POLECENIA:
#1 Jakim wynikiem zakończył się mecz KS Podgórze Kraków z Garbarnią II Kraków opisany w tekście o krakowskich boiskach?
#2 Przepisz dokładnie fragment tekstu o krakowskich boiskach, zaczynając od słów „Data: 2011-01-03 11:27:56” i kończąc na słowach „niektórych nie istnieje.”.

FRAGMENT TEKSTU:
▬▬▬

Grupy dyskusyjne   »   pl.rec.sport.pilka-nozna   »   Podróże po krakowskich boiskach - odcinek 43

Podróże po krakowskich boiskach - odcinek 43

Data: 2011-01-03 11:27:56
Autor: AJK
Podróże po krakowskich boiskach - odcinek 43
Zaprawdę, powiadam Wam, że istnieje piłka nożna poza Ekstraklasą i
reprezentacją, zwłaszcza, że pierwsza nie gra, a druga według
niektórych nie istnieje.

2010.10.09, A-klasa, gr. II
KS Podgórze Kraków - Garbarnia II Kraków 3:0

Podgórze do tej pory kojarzyło mi się bardziej z meczami drużyny
kobiecej, którą w akcji widziałem już czterokrotnie. Oczywiście
zdarzyło mi się także oglądać mecz drużyny męskiej, ale było to bardzo,
bardzo dawno temu i w dodatku na wyjeździe. Bliskim, bo na boisko
Płaszowianki, ale jednak wyjeździe. Wypadało nadrobić zaległości, a że
i czas się znalazł, bo Ekstraklasa miała przerwę...

▬▬▬

MATERIAŁ:
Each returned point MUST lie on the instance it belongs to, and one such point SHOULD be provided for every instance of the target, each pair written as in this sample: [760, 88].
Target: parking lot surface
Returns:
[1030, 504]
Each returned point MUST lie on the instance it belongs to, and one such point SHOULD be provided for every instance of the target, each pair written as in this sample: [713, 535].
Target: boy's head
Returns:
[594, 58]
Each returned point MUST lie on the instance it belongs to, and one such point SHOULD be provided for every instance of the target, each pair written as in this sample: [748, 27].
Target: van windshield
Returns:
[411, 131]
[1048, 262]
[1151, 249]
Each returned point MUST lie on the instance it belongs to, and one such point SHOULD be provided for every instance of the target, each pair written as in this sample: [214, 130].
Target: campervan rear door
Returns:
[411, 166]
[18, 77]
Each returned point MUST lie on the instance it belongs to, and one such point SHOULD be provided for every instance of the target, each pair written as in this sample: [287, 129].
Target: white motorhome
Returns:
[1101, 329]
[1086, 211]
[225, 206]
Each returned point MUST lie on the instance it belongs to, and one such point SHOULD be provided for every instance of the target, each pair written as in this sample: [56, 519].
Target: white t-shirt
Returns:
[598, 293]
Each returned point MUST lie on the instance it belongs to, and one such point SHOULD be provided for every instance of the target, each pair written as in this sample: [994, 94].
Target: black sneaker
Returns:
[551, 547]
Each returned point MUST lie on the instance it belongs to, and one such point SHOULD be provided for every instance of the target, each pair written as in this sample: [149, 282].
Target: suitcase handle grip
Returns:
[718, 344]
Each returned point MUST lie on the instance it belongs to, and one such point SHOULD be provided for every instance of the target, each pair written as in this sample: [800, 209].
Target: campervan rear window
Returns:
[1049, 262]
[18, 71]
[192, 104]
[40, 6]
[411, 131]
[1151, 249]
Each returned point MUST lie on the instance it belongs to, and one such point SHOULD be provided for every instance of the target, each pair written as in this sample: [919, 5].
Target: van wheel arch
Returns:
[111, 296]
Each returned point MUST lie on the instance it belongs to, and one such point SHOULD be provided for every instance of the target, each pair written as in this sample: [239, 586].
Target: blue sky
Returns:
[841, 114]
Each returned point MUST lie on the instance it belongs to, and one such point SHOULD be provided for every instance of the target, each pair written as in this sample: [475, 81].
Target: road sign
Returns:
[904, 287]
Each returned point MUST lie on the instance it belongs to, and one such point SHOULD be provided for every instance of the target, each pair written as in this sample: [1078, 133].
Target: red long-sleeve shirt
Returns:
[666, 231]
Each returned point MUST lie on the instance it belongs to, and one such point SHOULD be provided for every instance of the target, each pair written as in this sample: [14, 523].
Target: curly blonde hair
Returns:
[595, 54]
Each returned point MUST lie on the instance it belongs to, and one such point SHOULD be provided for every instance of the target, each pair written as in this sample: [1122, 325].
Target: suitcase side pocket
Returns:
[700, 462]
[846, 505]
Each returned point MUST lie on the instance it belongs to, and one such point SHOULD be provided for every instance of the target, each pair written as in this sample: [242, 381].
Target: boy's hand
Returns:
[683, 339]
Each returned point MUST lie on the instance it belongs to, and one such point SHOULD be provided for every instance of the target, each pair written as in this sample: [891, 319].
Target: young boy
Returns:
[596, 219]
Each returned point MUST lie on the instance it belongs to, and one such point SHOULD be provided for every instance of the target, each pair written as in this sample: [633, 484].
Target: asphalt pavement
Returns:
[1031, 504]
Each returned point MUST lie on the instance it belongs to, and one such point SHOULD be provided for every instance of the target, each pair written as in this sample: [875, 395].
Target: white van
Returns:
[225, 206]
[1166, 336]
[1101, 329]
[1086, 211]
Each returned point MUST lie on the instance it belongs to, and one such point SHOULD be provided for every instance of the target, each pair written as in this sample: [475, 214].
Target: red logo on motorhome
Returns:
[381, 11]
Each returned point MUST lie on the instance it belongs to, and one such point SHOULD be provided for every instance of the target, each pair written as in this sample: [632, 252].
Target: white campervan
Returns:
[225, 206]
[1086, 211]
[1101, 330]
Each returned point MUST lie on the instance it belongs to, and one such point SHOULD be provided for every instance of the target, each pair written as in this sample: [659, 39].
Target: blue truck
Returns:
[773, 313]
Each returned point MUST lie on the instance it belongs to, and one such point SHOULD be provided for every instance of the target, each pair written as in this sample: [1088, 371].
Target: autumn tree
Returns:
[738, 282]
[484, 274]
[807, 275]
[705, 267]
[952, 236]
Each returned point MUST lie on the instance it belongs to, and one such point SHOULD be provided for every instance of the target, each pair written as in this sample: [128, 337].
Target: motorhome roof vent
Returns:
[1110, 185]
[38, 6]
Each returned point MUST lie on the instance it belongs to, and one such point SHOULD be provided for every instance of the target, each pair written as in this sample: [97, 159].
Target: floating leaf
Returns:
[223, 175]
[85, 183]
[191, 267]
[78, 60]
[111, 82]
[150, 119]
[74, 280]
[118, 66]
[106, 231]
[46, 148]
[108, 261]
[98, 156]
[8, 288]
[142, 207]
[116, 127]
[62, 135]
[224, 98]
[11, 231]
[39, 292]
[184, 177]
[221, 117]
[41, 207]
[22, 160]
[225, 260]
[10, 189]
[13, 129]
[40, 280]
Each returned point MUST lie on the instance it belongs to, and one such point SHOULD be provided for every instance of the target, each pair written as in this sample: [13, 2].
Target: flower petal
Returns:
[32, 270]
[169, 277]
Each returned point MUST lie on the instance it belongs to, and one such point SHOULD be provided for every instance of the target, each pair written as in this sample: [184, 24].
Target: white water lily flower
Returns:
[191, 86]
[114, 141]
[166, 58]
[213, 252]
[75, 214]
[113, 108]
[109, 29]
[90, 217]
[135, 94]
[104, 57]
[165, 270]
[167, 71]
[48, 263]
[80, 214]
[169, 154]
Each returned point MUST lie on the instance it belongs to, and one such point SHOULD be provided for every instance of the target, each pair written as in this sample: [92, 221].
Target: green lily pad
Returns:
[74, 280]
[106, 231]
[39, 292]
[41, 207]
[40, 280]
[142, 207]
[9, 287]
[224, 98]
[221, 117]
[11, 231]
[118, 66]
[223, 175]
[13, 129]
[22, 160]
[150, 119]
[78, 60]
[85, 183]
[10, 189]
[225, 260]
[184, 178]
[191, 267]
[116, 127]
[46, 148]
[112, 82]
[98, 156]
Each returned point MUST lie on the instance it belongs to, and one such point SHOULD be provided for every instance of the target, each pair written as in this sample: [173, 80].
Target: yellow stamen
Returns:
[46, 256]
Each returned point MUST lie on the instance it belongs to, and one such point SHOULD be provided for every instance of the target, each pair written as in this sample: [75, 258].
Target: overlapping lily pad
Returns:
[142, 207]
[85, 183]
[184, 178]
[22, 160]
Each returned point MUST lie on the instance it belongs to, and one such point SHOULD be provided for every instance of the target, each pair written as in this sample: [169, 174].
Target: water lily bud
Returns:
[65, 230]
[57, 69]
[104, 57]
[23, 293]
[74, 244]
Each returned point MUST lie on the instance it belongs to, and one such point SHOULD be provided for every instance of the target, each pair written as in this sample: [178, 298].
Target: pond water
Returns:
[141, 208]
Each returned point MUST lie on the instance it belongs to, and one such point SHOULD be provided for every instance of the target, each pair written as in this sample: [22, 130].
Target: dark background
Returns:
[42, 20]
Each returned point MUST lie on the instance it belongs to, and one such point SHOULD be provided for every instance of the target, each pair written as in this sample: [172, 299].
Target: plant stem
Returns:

▬▬▬

OCZEKIWANE ODPOWIEDZI:
#1 Mecz zakończył się wynikiem 3:0.

#2
Data: 2011-01-03 11:27:56
Autor: AJK
Podróże po krakowskich boiskach - odcinek 43
Zaprawdę, powiadam Wam, że istnieje piłka nożna poza Ekstraklasą i
reprezentacją, zwłaszcza, że pierwsza nie gra, a druga według
niektórych nie istnieje.